→ **Exercise details**: Can you reproduce every one of the records below word for word, character for character, with nothing altered?

→ **Given records**:

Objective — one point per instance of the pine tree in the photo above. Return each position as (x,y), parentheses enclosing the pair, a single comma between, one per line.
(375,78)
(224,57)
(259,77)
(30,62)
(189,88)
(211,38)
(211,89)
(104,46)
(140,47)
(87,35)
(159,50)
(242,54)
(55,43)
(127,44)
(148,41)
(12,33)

→ **Full response**:
Objective — one point per instance of the pine tree in the photo above. Return each position as (x,y), parentheses enclosing the pair, a single comma between, one per line.
(375,78)
(224,57)
(259,77)
(30,62)
(189,88)
(211,38)
(211,89)
(104,46)
(140,47)
(87,35)
(159,50)
(242,54)
(55,43)
(127,44)
(148,41)
(12,33)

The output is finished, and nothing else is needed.